**Short exercise**
Copy each of the entries below word for word, leaving out the pictures.

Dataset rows
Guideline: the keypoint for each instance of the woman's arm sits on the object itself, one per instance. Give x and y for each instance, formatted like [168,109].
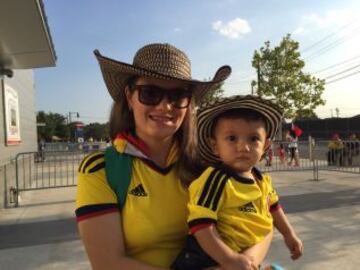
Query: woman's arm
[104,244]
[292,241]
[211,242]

**Solution**
Guideline: the keypoint for each instance of the woman's arm sits on the object itself, one per instance. Give x and y for each instance, formatted like [168,109].
Query: woman's arm
[104,244]
[292,241]
[211,242]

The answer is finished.